▶ [Input rows]:
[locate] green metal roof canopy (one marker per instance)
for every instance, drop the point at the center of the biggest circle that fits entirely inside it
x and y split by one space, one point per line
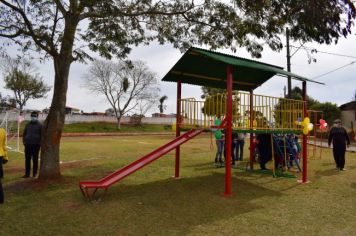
207 68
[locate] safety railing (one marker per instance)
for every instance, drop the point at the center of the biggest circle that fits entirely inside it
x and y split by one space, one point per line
267 113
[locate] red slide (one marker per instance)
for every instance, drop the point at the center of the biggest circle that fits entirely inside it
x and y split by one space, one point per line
107 181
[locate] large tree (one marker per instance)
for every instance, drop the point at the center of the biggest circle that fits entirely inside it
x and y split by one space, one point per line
25 86
123 84
111 27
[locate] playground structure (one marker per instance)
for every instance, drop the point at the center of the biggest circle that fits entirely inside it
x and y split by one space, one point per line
242 111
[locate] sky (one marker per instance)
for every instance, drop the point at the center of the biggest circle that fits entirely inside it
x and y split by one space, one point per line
339 88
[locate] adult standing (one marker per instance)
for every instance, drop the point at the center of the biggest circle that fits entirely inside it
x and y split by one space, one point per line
340 139
3 155
32 142
240 145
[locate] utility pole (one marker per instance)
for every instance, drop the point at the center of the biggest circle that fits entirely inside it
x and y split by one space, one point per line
288 65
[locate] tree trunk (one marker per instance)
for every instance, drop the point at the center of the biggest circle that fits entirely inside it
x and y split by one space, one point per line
53 125
118 118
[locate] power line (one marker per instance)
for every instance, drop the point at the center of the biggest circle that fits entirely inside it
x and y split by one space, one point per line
317 51
334 70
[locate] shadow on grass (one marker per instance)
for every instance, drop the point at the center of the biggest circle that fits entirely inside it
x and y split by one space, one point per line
330 172
169 204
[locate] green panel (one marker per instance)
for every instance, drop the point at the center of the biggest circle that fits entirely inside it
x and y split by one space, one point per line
207 68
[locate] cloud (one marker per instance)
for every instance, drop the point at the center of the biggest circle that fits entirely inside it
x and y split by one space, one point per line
340 85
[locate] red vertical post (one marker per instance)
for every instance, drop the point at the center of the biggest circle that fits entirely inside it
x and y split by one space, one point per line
305 137
314 127
251 127
178 122
228 134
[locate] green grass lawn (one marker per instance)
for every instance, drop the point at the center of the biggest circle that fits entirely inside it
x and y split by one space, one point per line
150 202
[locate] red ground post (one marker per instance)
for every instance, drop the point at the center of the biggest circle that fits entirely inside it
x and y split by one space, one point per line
178 122
305 137
228 135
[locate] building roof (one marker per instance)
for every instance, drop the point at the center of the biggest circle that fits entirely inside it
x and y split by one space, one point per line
348 106
207 68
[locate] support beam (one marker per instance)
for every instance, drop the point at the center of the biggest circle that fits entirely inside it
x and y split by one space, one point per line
251 127
178 122
305 137
228 133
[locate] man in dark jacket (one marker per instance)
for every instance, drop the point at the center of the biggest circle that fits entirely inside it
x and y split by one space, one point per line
338 135
32 142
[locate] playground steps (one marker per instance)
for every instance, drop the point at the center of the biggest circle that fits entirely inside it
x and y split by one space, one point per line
116 176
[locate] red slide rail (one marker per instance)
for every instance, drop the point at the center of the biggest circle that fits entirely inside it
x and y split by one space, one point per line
109 180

▶ [Exercise details]: Print all the items above word for word, leaving out the pictures.

▶ [Worked solution]:
[locate] green metal roof canopy (one marker per instance)
for every instance, drop the point at the center of the biggest circle that fits entirely inside it
x and y split by one space, one point per line
207 68
[locate] safety railing (one marker per instance)
for every instance, drop the point at the center of the biggest circle that fits entirely inside it
x and y split by one space, one point per line
267 113
[locate] red slide (one marker per instance)
for every instance, drop the point at the center of the biggest circle that fits entirely inside it
x and y split by one space, one point per line
107 181
[locate] large tree (one marker per instance)
for every instance, drop the point at the center of the biggest circle that fits entirely inside it
x and y split by one space, one point per line
25 86
123 84
111 27
[locate] playground structure (one marker per instance)
for every instance, drop the point at the center of the biggest circle that fits entirely inside it
x and y split by one space, one point per line
242 111
[locate] sky (one marker per instance)
for every instance, drop the point at the center of the biggest circle that fits entirely inside it
x and y split by one space, one point per line
339 88
[locate] adult standing (one marker per instance)
for every instance, drop the point at the center of the biggest circle that fits entirely inside it
x and y split by one space, one point per line
340 139
3 155
32 142
240 145
[locate] utility pole (one marker per instance)
for every instance, drop the point at the center of the biggest circle that fits entirely inside it
x and y split by one space, one point per line
288 65
[locate] tree trunk (one marker per instance)
for every instance, drop the point at the center of the biggest circle that fits entirely inside it
x and y split by one space, one point per line
53 125
118 118
[locate] power line (one marker per instance)
for every instance, drop the point at the center of the biggest circle that fits entirely inside it
x and y split by one space, one point per line
317 51
334 70
[locate] shadow on grass (one marker per instance)
for every instance, drop the point at the center of the biggest circle that fits entirely inside it
x and y split by one space, one point per line
330 172
169 204
[locate] green panel (one marker per instance)
for every instance, drop the point at the center of the biggest circle that fits entirely inside it
x and y split by one space, one point per line
207 68
[locate] cloud (one marker per instance)
for every instance, drop the point at the center of the biggest circle that fits entirely inside it
x and y split by one space, one point per line
340 85
[locate] red vertical post (one marker per instance)
for every instance, drop the point at the center of the biggest circle that fits entirely inside it
x and y split by one space, one point per line
305 137
314 127
251 127
178 122
228 134
[locate] green grass lawn (one marker per instance)
for every instance, drop the point at the center of the biggest circle that fits entirely inside it
x and y split by one space, one point per line
150 202
[locate] red ground post (one marker per instance)
for every instance, drop the point at the center of the biggest circle that fits entirely inside it
x and y split by one space, one point per line
178 122
305 137
228 135
[locate] building roof (one marker per instance)
for every instance, drop the point at the center of the biggest circle that fits entirely inside it
x and y split by one space, one point per line
348 106
207 68
[locate] support beam (one marker per instance)
for every instance, drop the point at the center of the biggest circle that fits entirely inside it
x and y split by one space, one point per line
251 127
178 122
305 137
228 133
[locate] man in dark jacket (one marker per instance)
for every instance, drop the point at the center of the biggest circle that fits entirely inside it
x and y split by one space, one point per line
338 135
32 142
[locate] playground steps (one marker per instance)
for every instance, drop the point at the center of the biggest circle that fits entirely inside it
x and y split by one space, one point per line
116 176
[locate] red slide rail (one marker per instance)
for every instance, drop the point at the center of the biggest circle that fits entirely inside it
x and y split by one space, one point per line
109 180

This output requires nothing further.